▸ Work instructions:
Transcribe each line of the material exactly as it stands.
START Supplied material
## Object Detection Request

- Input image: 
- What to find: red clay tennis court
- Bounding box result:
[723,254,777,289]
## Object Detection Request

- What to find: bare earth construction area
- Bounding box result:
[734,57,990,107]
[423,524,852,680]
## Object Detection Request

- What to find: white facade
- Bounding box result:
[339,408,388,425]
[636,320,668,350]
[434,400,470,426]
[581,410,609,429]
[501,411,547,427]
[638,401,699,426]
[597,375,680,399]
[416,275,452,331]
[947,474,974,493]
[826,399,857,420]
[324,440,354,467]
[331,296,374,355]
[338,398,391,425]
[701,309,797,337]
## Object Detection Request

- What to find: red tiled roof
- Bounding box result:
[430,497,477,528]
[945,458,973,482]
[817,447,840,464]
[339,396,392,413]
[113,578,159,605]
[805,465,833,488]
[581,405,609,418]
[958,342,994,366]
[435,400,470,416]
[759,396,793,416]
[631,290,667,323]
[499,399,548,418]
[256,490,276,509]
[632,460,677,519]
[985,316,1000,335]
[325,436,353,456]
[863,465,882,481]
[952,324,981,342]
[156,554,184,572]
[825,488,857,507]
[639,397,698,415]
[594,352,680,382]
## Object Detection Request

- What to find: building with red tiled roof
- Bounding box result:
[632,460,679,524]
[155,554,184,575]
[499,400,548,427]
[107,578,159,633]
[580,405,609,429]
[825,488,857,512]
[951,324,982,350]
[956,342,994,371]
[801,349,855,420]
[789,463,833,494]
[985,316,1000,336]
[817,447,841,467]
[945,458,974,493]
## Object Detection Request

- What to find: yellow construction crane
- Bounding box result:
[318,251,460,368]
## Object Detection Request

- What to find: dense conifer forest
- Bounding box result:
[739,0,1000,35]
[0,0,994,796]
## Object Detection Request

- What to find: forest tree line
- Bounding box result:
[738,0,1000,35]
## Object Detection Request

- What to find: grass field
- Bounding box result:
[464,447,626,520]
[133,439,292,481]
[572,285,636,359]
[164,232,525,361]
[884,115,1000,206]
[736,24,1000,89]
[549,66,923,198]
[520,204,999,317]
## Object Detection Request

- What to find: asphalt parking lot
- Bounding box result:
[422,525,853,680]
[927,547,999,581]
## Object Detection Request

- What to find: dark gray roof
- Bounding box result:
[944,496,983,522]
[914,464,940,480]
END Supplied material
▸ Problem solution:
## Object Detection Request

- Input image: 
- What to find: red clay tennis court
- Bounding box result:
[723,254,777,289]
## Object Detection Request

- What to find: bare earth construction area
- Bounding box result:
[734,57,990,107]
[423,524,852,680]
## Object Detection Request

- What to find: white facade
- Bounding box result:
[339,408,388,425]
[636,320,668,350]
[434,400,470,426]
[581,410,609,429]
[501,411,547,427]
[638,401,699,426]
[597,375,680,399]
[416,275,452,331]
[947,474,974,493]
[826,399,857,420]
[324,440,354,467]
[331,296,374,355]
[338,398,391,425]
[701,309,797,337]
## Object Detection Request

- What to find: red tiled roof
- Bounding box result:
[430,497,477,528]
[945,458,973,482]
[817,447,840,464]
[339,396,392,413]
[113,578,159,605]
[805,465,833,488]
[581,405,609,418]
[958,342,994,366]
[435,400,470,416]
[759,396,793,416]
[631,290,667,323]
[499,399,548,418]
[256,490,276,509]
[632,460,677,519]
[985,316,1000,335]
[325,436,353,456]
[863,465,882,481]
[952,324,981,342]
[156,554,184,572]
[825,488,857,507]
[639,397,698,415]
[594,352,680,382]
## Object Detection Request

- What to find: building with red tiled roof
- Bounding box result:
[632,460,679,524]
[155,554,184,575]
[499,400,548,427]
[107,578,159,633]
[580,405,609,429]
[825,488,857,512]
[951,324,982,350]
[956,342,994,371]
[801,349,855,420]
[789,463,833,494]
[985,316,1000,336]
[817,447,841,467]
[945,458,974,493]
## Object Detection Request

- What to find: yellow construction crane
- Bounding box result:
[318,251,460,368]
## Object Detection Request

- What to find: dense conifer forest
- Bounding box result:
[739,0,1000,35]
[0,0,994,796]
## Object Detection Request

- What to find: forest tree line
- Bounding box result:
[738,0,1000,35]
## Object Detection Request

- What to find: grass field
- Bounding box result:
[464,447,626,520]
[133,439,292,481]
[572,285,636,359]
[164,232,525,361]
[884,115,1000,206]
[736,24,1000,89]
[549,66,923,198]
[520,204,999,317]
## Object Detection Request

- What to find: asphalt parking lot
- Bounding box result:
[422,525,853,680]
[927,547,999,581]
## Object Detection Request

- What to find: dark gray roof
- Bounding box result:
[944,496,983,522]
[914,464,940,480]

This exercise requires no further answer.